→ **Given task**
Please reproduce every one of the entries below word for word, keeping each line in its original order.

*-*-*

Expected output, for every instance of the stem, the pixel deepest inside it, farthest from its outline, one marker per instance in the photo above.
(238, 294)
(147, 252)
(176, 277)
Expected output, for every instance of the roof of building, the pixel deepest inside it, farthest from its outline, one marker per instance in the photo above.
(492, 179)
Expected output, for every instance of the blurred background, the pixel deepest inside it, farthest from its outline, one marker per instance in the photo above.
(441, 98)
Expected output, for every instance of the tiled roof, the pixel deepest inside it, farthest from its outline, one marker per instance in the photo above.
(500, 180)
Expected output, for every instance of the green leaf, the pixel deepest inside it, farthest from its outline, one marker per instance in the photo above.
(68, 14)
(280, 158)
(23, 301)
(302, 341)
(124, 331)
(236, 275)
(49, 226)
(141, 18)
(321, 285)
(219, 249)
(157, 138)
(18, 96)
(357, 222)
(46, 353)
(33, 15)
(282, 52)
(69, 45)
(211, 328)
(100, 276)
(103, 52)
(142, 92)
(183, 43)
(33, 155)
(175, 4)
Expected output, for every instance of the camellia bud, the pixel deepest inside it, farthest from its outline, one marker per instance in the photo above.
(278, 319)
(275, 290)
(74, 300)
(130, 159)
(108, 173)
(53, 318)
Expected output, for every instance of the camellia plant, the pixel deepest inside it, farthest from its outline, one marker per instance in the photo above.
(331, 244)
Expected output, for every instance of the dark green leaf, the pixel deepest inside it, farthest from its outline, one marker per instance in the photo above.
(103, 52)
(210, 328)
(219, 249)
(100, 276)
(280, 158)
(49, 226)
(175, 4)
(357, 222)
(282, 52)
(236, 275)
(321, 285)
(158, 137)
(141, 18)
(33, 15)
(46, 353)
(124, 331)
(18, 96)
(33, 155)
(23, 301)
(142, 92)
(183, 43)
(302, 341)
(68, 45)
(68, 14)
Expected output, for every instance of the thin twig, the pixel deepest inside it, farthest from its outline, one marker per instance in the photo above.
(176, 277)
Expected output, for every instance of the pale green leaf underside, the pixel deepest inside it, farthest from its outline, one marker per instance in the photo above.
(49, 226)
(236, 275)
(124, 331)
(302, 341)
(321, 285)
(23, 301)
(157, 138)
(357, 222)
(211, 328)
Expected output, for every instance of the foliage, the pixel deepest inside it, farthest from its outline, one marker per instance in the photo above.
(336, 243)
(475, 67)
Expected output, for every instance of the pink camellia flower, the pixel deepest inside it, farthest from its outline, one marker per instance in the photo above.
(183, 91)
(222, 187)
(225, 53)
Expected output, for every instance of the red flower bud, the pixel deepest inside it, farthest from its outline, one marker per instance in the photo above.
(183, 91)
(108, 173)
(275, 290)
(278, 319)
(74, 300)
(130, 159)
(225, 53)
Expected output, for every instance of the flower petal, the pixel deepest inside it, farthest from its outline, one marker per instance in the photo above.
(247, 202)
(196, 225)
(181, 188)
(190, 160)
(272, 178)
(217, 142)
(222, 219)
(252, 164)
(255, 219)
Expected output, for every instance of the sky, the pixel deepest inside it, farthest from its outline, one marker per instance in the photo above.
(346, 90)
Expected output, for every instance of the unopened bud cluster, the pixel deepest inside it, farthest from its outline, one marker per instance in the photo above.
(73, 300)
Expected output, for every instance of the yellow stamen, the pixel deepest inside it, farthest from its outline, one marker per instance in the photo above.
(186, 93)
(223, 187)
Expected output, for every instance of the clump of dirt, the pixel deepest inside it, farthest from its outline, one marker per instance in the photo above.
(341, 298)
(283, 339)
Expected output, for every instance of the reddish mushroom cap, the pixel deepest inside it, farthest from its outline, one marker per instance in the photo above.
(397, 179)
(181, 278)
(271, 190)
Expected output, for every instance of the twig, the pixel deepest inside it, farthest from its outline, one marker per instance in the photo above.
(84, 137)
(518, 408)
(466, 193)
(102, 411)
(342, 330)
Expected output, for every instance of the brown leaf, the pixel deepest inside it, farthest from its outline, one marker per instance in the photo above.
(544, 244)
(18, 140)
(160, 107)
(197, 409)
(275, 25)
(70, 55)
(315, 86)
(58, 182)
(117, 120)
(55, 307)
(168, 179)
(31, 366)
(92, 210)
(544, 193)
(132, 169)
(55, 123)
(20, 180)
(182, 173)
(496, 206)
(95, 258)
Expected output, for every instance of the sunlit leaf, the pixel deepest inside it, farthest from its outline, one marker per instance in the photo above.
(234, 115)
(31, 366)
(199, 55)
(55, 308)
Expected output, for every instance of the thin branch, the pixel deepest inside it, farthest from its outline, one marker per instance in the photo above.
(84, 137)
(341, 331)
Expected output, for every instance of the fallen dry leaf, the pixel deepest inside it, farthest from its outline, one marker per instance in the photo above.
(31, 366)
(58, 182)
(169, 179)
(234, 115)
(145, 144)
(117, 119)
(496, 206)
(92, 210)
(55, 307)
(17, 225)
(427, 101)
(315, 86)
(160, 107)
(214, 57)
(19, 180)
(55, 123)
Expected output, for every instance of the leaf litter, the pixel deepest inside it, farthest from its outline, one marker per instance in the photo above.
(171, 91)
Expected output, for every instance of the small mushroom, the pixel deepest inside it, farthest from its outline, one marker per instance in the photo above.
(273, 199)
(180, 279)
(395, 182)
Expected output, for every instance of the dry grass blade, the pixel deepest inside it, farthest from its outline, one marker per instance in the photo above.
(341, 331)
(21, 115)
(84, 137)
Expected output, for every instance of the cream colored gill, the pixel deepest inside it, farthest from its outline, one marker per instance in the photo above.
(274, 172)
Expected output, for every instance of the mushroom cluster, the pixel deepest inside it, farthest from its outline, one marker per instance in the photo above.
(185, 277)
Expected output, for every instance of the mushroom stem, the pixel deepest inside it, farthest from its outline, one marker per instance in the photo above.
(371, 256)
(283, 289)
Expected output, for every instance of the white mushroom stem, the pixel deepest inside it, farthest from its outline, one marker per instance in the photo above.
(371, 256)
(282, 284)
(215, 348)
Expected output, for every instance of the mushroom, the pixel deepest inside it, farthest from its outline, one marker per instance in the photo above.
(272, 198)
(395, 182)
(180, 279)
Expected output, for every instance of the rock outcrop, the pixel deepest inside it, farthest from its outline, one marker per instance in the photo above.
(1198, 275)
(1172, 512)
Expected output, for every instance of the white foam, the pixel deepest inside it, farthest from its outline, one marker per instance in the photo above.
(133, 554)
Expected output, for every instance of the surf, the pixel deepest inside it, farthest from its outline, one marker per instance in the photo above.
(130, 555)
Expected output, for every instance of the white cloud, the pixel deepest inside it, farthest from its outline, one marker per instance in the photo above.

*-*-*

→ **Exercise output**
Expected output, for every instance of the stem, the pixel deepest inside it, farthest from its outline, one marker per instance in the photo above.
(238, 294)
(147, 252)
(176, 277)
Expected output, for every instance of the roof of building, the pixel deepest inside it, farthest from its outline, one marker per instance in the photo above.
(492, 179)
Expected output, for every instance of the blurred background, the pixel deepest inside it, farthest from its outline, one marker per instance in the photo above.
(441, 98)
Expected output, for every instance of the tiled roof, the pixel deepest inside it, farthest from its outline, one marker per instance in the photo above.
(500, 180)
Expected output, for every instance of the green leaf, the pixel deepest inside it, farthest from its outline, one marker per instance in the photo above.
(68, 14)
(280, 158)
(23, 301)
(302, 341)
(124, 331)
(236, 275)
(49, 226)
(141, 18)
(321, 285)
(219, 249)
(157, 138)
(18, 96)
(357, 222)
(46, 353)
(33, 15)
(282, 52)
(69, 45)
(211, 328)
(100, 276)
(103, 52)
(142, 92)
(183, 43)
(33, 155)
(175, 4)
Expected output, for every instance of the camellia bud, the pixel deepest inside it, farthest from its outline, one marker per instance in the photo above.
(278, 319)
(275, 290)
(74, 300)
(130, 159)
(108, 173)
(53, 318)
Expected output, for every instance of the camellia plant, the pixel deepest inside it, farthest from its outline, one marker per instance in the photo above.
(331, 244)
Expected output, for every instance of the dark green leaf, the pixel deepest inside it, farthest from its outline, one marker per instance in the photo above.
(103, 52)
(210, 328)
(219, 249)
(100, 276)
(280, 158)
(49, 226)
(175, 4)
(357, 222)
(282, 52)
(236, 275)
(321, 285)
(158, 137)
(141, 18)
(33, 15)
(46, 353)
(124, 331)
(18, 96)
(33, 155)
(23, 301)
(142, 92)
(183, 43)
(302, 341)
(68, 45)
(68, 14)
Expected output, for every instance of the thin twig, the pixel deepest inside it, farthest from its outline, one marker per instance in the photo above.
(176, 277)
Expected output, for every instance of the pale green leaf underside, the pixel deepest inside it, farthest from its outline, one marker per instance in the photo above.
(49, 226)
(236, 275)
(124, 331)
(302, 341)
(321, 285)
(23, 301)
(157, 138)
(357, 222)
(211, 328)
Expected output, for every instance of the foliage, the pixel deepest inside it, farthest from its outline, one marker per instance in the photo above.
(336, 243)
(475, 67)
Expected output, for every instance of the pink camellia flower, the pixel deepest inside it, farthest from its outline, one marker per instance in the photo above.
(183, 91)
(222, 187)
(225, 53)
Expected output, for every instance of the red flower bud, the pixel deepest inside it, farthest from its outline, one marker per instance in the photo above.
(183, 91)
(108, 173)
(275, 290)
(278, 319)
(74, 300)
(130, 159)
(225, 53)
Expected output, for every instance of the flower petal, the pixel deepest inside it, farthest from its outline, one marker per instance in the photo above.
(247, 202)
(196, 225)
(181, 188)
(190, 160)
(272, 178)
(217, 142)
(222, 219)
(252, 164)
(255, 219)
Expected output, for every instance of the sky, the pixel deepest inside it, farthest from its outline, one marker per instance in the photo above.
(346, 90)
Expected output, for every instance of the unopened bud cluster, the pixel deepest inside it, farthest from its outline, one marker per instance in the photo above.
(73, 300)
Expected output, for every instance of the yellow stamen, the pixel deepest inside it, farthest from its outline, one marker per instance in the photo above.
(186, 93)
(223, 187)
Expected output, for every instance of the clump of dirt, the pixel deepest inside it, farthest from its outline, one marker per instance in the photo above.
(341, 298)
(283, 339)
Expected output, for every instance of the reddish mushroom cap, the pixel deepest inside it, farthest from its outline, one marker per instance in the photo above.
(397, 179)
(181, 278)
(271, 190)
Expected output, for every instance of the twig, the pixel deepest inside it, farthest from its outline, one marker per instance in the photo above.
(84, 137)
(518, 408)
(466, 193)
(102, 411)
(342, 330)
Expected output, for every instance of the brown leaf, the pixel deepest inside it, farthest from its outline, one marker per instance in the photo above.
(544, 244)
(18, 140)
(160, 107)
(197, 409)
(275, 25)
(70, 55)
(315, 86)
(58, 182)
(117, 120)
(55, 307)
(168, 179)
(31, 366)
(92, 210)
(544, 193)
(132, 169)
(55, 123)
(20, 180)
(182, 173)
(496, 206)
(95, 258)
Expected output, for every instance of the sunlit leaf, the pixel deepest inside it, farthest from its outline, one marker per instance in the photo above.
(234, 115)
(31, 366)
(199, 55)
(55, 308)
Expected output, for every instance of the thin branch, the pixel deepest inside it, farthest from its outline, one marker per instance in the photo above.
(84, 137)
(341, 331)
Expected output, for every instance of the fallen dry leaf, the pixel deepest inside it, farthest from its outline, one marker per instance in the photo above.
(31, 366)
(58, 182)
(169, 179)
(234, 115)
(145, 144)
(117, 119)
(496, 206)
(92, 210)
(55, 307)
(17, 225)
(427, 101)
(315, 86)
(160, 107)
(214, 57)
(19, 180)
(55, 123)
Expected output, for every instance of the leaf litter, the pixel deepest inside it, farthest from its outline, one marker per instance in the photo above.
(171, 91)
Expected output, for every instance of the small mushroom, the pixel deepest inside it, farthest from its outline, one marker per instance in the photo above.
(273, 199)
(180, 279)
(395, 182)
Expected output, for every instance of the dry grass blade, the pixel deepest inside it, farthest from its outline, one marker per instance in the photo above.
(341, 331)
(21, 115)
(84, 137)
Expected output, for every instance of the cream colored gill, the pixel deepest inside it, farthest from its outline, one marker per instance in the photo above.
(274, 172)
Expected output, for every instance of the mushroom cluster, the pixel deepest inside it, farthest from its outline, one marker per instance in the photo above.
(185, 277)
Expected output, for every instance of the mushroom stem, the pixel deepest inside it, farthest from its outline, one marker per instance in the photo above.
(371, 256)
(283, 289)
Expected output, for every instance of the white mushroom stem, the pixel deepest inside it, farthest from its outline, one marker per instance in the photo above.
(371, 256)
(282, 284)
(215, 348)
Expected output, for every instance of the mushroom, the pixel deepest inside it, farthest from its outline, one marker per instance in the photo above.
(272, 198)
(395, 182)
(180, 279)
Expected output, for every instance of the rock outcrop, the pixel deepest inside it, farthest from its outline, one marker per instance in the photo above.
(1198, 275)
(1172, 512)
Expected output, for every instance of the white foam, the pixel deepest inside it, farthest from its outline, one marker per instance in the photo above.
(133, 554)
Expected output, for every instance of the surf, the pixel deepest inside it, farthest from its outline, one marker per instance in the photo above.
(130, 555)
Expected output, for every instance of the white cloud, the pixel deepest inside it, farthest from its outline, one marker per instance in the photo above.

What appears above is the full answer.